Flugzeuge über Kassel 2500 Meter hoch - Elf Maschinen pro Tag

Calden: Routen sollen vor Fluglärm schützen

Kassel. Die Flugzeuge, die auf dem neuen Flughafen Kassel-Calden landen und starten, werden nur in den Kommunen unmittelbar am Flughafen für eine Lärmbelästigung sorgen. Betroffen sind Anwohner in Calden, Espenau, Immenhausen und Grebenstein.

Andernorts werden die Flugzeuge kaum oder nicht zu hören sein – entsprechende Flugrouten hat die Lärmschutzkommission gestern bekannt gegeben. Die Routen müssen nun von der Deutschen Flugsicherung und vom Bundesaufsichtsamt für die Flugsicherung abgesegnet werden. Dass das der Fall sein wird, daran ließ gestern Robert Ertler, bei der Deutschen Flugsicherung für Luftraum und Verkehrsplanung zuständig, keine Zweifel aufkommen.

Ertler: „Die vorgeschlagenen Routen können zu 100 Prozent übernommen werden.“ Der große Gewinner der Routenfestlegung ist Hann. Münden. Dort war der Protest gegen den Flughafen groß, nun werden die Menschen in der Drei-Flüsse-Stadt kaum betroffen sein. Sowohl bei Starts als auch bei Landungen werden sich die Flugzeuge nie mehr als bis zu etwa drei Kilometern der Stadt nähern. Die Maschinen sind dann außerdem so hoch, dass nichts mehr zu hören sein soll. Kassel wird nur bei Anflügen aus Richtung Südwest überflogen. Betroffen wäre Zwehren, bei Anflügen aus Richtung Südost geht es über Baunatal.

Aber: Die Maschinen haben in beiden Fällen eine Höhe von rund 2500 Metern. Der Lärm, der unten ankommt, könne nicht vom Umgebungslärm einer Stadt unterschieden werden, sagen die Experten vom Deutschen Institut für Luft- und Raumfahrt in Göttingen. Er könne kurzfristig maximal 55 Dezibel erreichen - das sei so, als ob ein Auto mit Tempo 60 vorbeifahre. Die Lärmschutzkommission geht von elf Maschinen aus, die im Jahr 2020 täglich in Kassel landen und starten werden.

Hintergrund

Lärm wird in der logarithmischen Einheit Dezibel (dB) angegeben. Drei Dezibel mehr bedeutet dabei eine Verdopplung der Schallenergie. Der Schallpegel wird in der Einheit dB(A) gemessen.

Vorliegende Einträge>
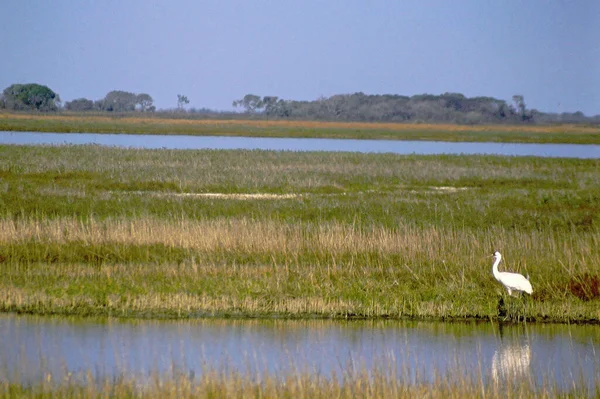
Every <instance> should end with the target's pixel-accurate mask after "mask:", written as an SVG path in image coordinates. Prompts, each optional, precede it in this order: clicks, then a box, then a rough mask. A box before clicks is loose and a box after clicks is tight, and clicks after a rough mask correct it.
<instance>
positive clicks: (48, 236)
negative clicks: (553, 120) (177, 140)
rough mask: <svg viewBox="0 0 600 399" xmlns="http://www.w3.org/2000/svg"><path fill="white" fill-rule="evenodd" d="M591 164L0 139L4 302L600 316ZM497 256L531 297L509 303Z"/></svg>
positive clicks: (1, 238)
mask: <svg viewBox="0 0 600 399" xmlns="http://www.w3.org/2000/svg"><path fill="white" fill-rule="evenodd" d="M599 170H600V161H598V160H577V159H550V158H516V157H479V156H398V155H392V154H385V155H376V154H351V153H296V152H270V151H211V150H203V151H170V150H135V149H117V148H105V147H99V146H62V147H31V146H0V310H1V311H14V312H28V313H37V314H79V315H113V316H125V317H166V318H187V317H198V316H228V317H258V316H260V317H272V316H277V317H332V318H351V317H361V318H424V319H469V318H476V319H497V318H502V319H507V320H515V321H516V320H523V319H524V318H527V319H528V320H536V321H557V322H600V306H598V305H600V293H599V292H598V288H599V287H598V285H599V284H598V283H599V280H598V275H599V274H600V273H599V272H600V227H599V226H600V173H599ZM495 250H499V251H501V252H502V253H503V255H504V258H505V261H503V263H501V265H500V269H501V270H507V268H508V269H509V270H511V271H518V272H522V273H523V274H529V275H530V276H531V282H532V284H533V287H534V294H533V296H532V297H527V298H524V299H521V298H516V297H513V298H508V297H505V292H504V290H503V288H502V287H501V285H500V284H499V283H498V282H497V281H495V280H494V278H493V277H492V273H491V265H492V259H491V258H490V257H487V256H488V255H490V254H491V253H492V252H493V251H495ZM501 298H502V301H504V305H502V306H500V305H499V303H500V299H501Z"/></svg>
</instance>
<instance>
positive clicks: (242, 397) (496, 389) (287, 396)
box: [0, 363, 599, 399]
mask: <svg viewBox="0 0 600 399" xmlns="http://www.w3.org/2000/svg"><path fill="white" fill-rule="evenodd" d="M414 372H415V371H414V370H397V369H396V367H395V365H390V364H385V363H384V364H381V365H379V366H376V367H375V369H374V370H372V371H368V370H367V369H365V368H361V367H360V366H359V367H356V366H352V365H351V366H347V367H346V370H345V371H344V373H343V375H342V376H341V377H335V376H334V377H333V378H328V377H326V376H324V375H321V374H319V373H318V372H314V371H313V372H311V371H302V370H297V371H295V372H290V373H284V374H283V375H278V374H274V373H271V372H262V371H246V372H244V371H241V372H240V371H232V370H229V371H226V372H225V371H220V370H216V369H211V368H209V367H207V368H206V369H205V370H203V371H202V374H201V375H200V376H199V377H194V376H190V375H189V374H187V373H185V372H178V371H177V370H173V371H172V373H171V376H167V377H164V376H161V375H159V374H152V375H151V376H149V377H148V378H146V379H145V382H144V383H140V379H133V378H127V377H117V378H114V379H111V378H106V379H100V380H98V379H97V378H95V377H94V376H93V374H92V373H91V372H90V371H87V372H80V373H75V374H73V373H65V375H64V376H62V378H61V379H60V380H59V381H56V380H54V379H53V378H52V376H51V375H50V374H48V375H47V376H45V379H44V380H43V381H40V382H37V383H34V384H31V385H29V386H23V385H20V384H15V383H8V382H2V383H0V396H1V397H24V398H33V397H35V398H39V397H68V398H72V397H77V398H96V397H120V398H121V397H124V398H128V397H149V398H175V397H176V398H231V397H236V398H281V397H290V398H311V399H312V398H330V397H336V398H356V397H360V398H414V397H427V398H466V397H468V398H556V397H572V398H589V397H594V396H596V395H598V394H599V392H598V390H597V388H593V387H589V386H587V385H585V384H581V385H580V384H579V383H578V382H576V381H573V386H572V387H570V388H567V389H564V388H560V387H558V386H556V384H553V383H551V382H549V381H534V380H532V379H529V378H526V377H522V378H514V379H512V378H511V379H506V380H503V381H493V380H491V379H486V378H485V376H484V374H483V373H482V372H481V371H480V372H479V373H478V372H477V371H475V372H473V370H468V371H466V370H461V369H460V368H458V369H457V370H453V371H452V372H449V373H446V374H437V376H436V377H435V378H434V380H433V381H428V380H427V378H423V377H421V376H419V374H418V373H416V378H413V375H414ZM462 372H464V373H470V376H468V375H465V374H461V373H462ZM596 386H598V385H596Z"/></svg>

Aufgaben>
[1] Prüfe, ob die folgenden Aussagen zum Ausschnitt passen, und antworte jeweils mit Ja oder Nein samt den entscheidenden Worten als wörtlichem Zitat. (a) Die Lärmschutzkommission rechnet für 2020 mit elf Maschinen pro Tag. (b) Bei Anflügen aus Richtung Südost wird Zwehren überflogen. (c) Drei Dezibel mehr bedeuten eine Verdopplung der Schallenergie.
[2] Gib den Teil des Ausschnitts von „Andernorts werden die“ bis einschließlich „keine Zweifel aufkommen.“ unverändert zurück.
Die Einträge stammen aus einer anderen Quelle.

Lösungen>
[1]
(a) Ja: „Die Lärmschutzkommission geht von elf Maschinen aus, die im Jahr 2020 täglich in Kassel landen und starten werden.“
(b) Nein: „bei Anflügen aus Richtung Südost geht es über Baunatal.“
(c) Ja: „Drei Dezibel mehr bedeutet dabei eine Verdopplung der Schallenergie.“

[2]
Andernorts werden die Flugzeuge kaum oder nicht zu hören sein – entsprechende Flugrouten hat die Lärmschutzkommission gestern bekannt gegeben. Die Routen müssen nun von der Deutschen Flugsicherung und vom Bundesaufsichtsamt für die Flugsicherung abgesegnet werden. Dass das der Fall sein wird, daran ließ gestern Robert Ertler, bei der Deutschen Flugsicherung für Luftraum und Verkehrsplanung zuständig, keine Zweifel aufkommen.